PASSAGE PROVIDED:
..........
Since its inception in 1995, the Company has incurred losses and negative cash flows from operations, and such losses have continued subsequent to March 31, 2012. As of March 31, 2012, the Company had an accumulated deficit of $57.3 million and anticipates incurring additional losses for the foreseeable future. Through March 31, 2012, substantially all of the Company’s cash-flow has been derived from corporate collaborations, license agreements, government grants and equity financings. The Company expects that substantially all of its cash-flow for the foreseeable future will come from its license and commercialization agreement with IFF. However, there can be no assurance that the Company will receive any cash-flow from IFF or enter into any future corporate collaborations, equity financings or license agreements. Redpoint had approximately $68,000 of cash at March 31, 2012.

 

In connection with its strategy of reducing liabilities and selling its remaining assets, in April 2011, the Company sold a portion of its property and equipment through an auction process and received net cash proceeds of approximately $0.3 million.  Certain of the property and equipment that was sold were used for collateral for the Company’s Loan and Security Agreement with a finance company.  Of the total net proceeds received from the auction sale, approximately $85,000 was remitted directly to the finance company to reduce the outstanding indebtedness plus accrued interest under the Loan and Security Agreement to approximately $635,000 as of May 10, 2011.  On May 11, 2011, the Company entered into a Discounted Payoff Agreement with the finance company, whereby the finance company agreed to accept approximately $43,000 in full satisfaction of the total outstanding indebtedness plus accrued interest.  This amount was paid by the Company in May 2011.
..........
GIVEN INFORMATION:
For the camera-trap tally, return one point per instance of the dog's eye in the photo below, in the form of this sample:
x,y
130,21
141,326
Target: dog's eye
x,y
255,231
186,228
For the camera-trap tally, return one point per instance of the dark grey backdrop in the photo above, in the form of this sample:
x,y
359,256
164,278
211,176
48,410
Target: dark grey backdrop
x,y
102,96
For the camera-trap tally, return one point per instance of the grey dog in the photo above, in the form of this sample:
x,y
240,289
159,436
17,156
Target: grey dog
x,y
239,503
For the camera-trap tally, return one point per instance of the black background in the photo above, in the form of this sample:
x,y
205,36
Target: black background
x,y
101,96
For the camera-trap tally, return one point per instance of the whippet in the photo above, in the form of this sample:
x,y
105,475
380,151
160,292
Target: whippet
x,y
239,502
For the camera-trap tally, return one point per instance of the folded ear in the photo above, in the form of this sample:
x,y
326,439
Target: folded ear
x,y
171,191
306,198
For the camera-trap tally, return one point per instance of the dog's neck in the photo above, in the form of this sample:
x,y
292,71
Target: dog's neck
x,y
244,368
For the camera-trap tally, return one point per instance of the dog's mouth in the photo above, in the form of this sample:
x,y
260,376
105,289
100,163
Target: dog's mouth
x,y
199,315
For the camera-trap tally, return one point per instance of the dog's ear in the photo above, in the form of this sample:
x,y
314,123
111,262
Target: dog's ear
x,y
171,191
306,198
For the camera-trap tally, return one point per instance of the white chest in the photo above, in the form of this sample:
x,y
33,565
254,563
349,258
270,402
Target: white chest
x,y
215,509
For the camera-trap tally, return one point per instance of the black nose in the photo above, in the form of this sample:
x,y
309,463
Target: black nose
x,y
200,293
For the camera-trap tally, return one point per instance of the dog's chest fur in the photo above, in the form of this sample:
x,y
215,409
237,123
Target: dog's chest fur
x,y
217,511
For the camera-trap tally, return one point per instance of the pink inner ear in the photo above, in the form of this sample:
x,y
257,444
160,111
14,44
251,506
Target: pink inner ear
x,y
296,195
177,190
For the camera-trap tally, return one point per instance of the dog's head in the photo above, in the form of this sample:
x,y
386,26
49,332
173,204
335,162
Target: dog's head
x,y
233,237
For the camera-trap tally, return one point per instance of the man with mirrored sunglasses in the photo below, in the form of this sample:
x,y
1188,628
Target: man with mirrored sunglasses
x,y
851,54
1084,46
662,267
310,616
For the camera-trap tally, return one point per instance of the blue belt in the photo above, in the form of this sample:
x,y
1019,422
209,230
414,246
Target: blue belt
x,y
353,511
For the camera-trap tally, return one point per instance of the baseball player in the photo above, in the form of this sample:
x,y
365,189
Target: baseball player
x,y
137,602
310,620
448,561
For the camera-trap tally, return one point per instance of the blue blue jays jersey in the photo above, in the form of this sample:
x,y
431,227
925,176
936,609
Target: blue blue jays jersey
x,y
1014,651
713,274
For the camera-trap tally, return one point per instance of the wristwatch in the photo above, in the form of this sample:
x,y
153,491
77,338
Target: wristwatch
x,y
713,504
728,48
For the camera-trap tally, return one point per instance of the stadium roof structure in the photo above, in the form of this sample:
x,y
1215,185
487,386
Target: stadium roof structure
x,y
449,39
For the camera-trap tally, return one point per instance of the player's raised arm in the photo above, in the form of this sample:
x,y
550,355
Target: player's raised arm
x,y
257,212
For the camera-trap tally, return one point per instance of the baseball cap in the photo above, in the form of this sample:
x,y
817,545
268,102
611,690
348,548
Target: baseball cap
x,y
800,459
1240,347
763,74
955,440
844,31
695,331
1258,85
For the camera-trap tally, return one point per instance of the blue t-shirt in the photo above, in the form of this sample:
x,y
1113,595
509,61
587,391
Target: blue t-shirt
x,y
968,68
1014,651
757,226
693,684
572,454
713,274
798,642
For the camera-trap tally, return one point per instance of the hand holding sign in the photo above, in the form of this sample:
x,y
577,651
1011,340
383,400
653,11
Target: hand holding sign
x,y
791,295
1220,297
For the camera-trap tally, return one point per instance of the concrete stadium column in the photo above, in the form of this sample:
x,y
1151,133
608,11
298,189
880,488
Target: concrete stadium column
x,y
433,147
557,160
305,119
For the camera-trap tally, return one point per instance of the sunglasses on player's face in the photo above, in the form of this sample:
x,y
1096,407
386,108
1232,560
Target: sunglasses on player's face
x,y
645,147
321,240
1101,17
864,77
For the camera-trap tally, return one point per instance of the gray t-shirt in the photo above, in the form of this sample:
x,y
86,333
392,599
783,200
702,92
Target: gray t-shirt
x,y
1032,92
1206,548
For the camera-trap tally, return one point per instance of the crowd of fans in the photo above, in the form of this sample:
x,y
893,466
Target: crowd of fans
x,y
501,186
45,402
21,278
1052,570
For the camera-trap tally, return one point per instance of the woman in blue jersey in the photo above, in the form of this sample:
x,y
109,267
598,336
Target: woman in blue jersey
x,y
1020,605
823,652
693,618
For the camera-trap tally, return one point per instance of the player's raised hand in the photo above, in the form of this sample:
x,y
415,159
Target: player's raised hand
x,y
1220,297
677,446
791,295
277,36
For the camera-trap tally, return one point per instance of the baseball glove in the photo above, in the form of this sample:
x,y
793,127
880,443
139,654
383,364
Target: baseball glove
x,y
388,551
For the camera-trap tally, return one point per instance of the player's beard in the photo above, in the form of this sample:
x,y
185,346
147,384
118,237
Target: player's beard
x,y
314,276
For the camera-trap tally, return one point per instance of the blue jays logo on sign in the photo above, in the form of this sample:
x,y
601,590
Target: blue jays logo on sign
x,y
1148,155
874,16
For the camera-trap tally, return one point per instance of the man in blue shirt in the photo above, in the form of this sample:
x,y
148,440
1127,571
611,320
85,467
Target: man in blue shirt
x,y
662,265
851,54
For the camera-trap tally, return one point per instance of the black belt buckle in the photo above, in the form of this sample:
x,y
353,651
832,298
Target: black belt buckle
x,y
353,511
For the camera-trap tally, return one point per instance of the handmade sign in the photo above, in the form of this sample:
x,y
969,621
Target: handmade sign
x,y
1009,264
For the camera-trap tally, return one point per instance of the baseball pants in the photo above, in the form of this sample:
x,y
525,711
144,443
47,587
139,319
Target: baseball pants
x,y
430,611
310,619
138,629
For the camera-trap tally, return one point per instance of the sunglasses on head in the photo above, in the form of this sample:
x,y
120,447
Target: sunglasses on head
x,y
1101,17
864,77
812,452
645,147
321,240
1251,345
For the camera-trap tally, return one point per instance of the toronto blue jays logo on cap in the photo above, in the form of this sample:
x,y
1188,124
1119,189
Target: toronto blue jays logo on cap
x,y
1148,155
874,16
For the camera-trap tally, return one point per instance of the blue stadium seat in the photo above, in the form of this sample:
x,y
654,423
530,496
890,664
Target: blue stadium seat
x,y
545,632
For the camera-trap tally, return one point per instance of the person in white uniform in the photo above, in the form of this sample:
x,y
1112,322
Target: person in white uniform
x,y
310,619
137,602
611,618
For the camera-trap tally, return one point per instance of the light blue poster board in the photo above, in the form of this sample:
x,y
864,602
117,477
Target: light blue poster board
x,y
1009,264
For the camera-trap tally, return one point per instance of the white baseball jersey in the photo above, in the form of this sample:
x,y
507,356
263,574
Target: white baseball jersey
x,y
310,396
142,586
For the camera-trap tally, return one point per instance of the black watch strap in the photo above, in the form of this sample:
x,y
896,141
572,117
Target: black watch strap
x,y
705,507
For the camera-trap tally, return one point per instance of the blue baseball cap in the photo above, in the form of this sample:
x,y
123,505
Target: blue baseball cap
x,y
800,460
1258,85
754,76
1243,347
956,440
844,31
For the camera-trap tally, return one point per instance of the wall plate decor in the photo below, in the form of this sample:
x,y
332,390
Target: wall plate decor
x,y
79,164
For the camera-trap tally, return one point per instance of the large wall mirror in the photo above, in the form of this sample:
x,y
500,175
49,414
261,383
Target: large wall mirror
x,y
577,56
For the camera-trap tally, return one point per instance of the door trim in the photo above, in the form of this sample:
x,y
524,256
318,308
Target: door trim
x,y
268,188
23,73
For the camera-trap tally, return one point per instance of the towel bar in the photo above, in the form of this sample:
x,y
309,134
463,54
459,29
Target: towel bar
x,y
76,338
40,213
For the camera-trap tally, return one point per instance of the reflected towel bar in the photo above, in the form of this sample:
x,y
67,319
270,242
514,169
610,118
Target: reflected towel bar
..........
EXERCISE 1:
Can you condense the paragraph beginning "In connection with its strategy" in the passage on the Company's finances into a short bulleted list that keeps its main facts?
EXERCISE 2:
Could you print the passage on the Company's finances between "Since its inception" and "at March 31, 2012.", inclusive?
The records stand apart from the passage on the Company's finances.

EXERCISE SOLUTION 1:
- In April 2011, as part of its strategy of reducing liabilities and selling its remaining assets, the Company auctioned part of its property and equipment for net cash proceeds of about $0.3 million.
- Some of the sold property and equipment had been collateral under the Company's Loan and Security Agreement with a finance company.
- About $85,000 of the proceeds went directly to the finance company. This reduced the outstanding debt plus accrued interest to about $635,000 as of May 10, 2011.
- On May 11, 2011, under a Discounted Payoff Agreement, the finance company agreed to accept about $43,000 in full satisfaction of that debt.
- The Company paid this amount in May 2011.

EXERCISE SOLUTION 2:
Since its inception in 1995, the Company has incurred losses and negative cash flows from operations, and such losses have continued subsequent to March 31, 2012. As of March 31, 2012, the Company had an accumulated deficit of $57.3 million and anticipates incurring additional losses for the foreseeable future. Through March 31, 2012, substantially all of the Company’s cash-flow has been derived from corporate collaborations, license agreements, government grants and equity financings. The Company expects that substantially all of its cash-flow for the foreseeable future will come from its license and commercialization agreement with IFF. However, there can be no assurance that the Company will receive any cash-flow from IFF or enter into any future corporate collaborations, equity financings or license agreements. Redpoint had approximately $68,000 of cash at March 31, 2012.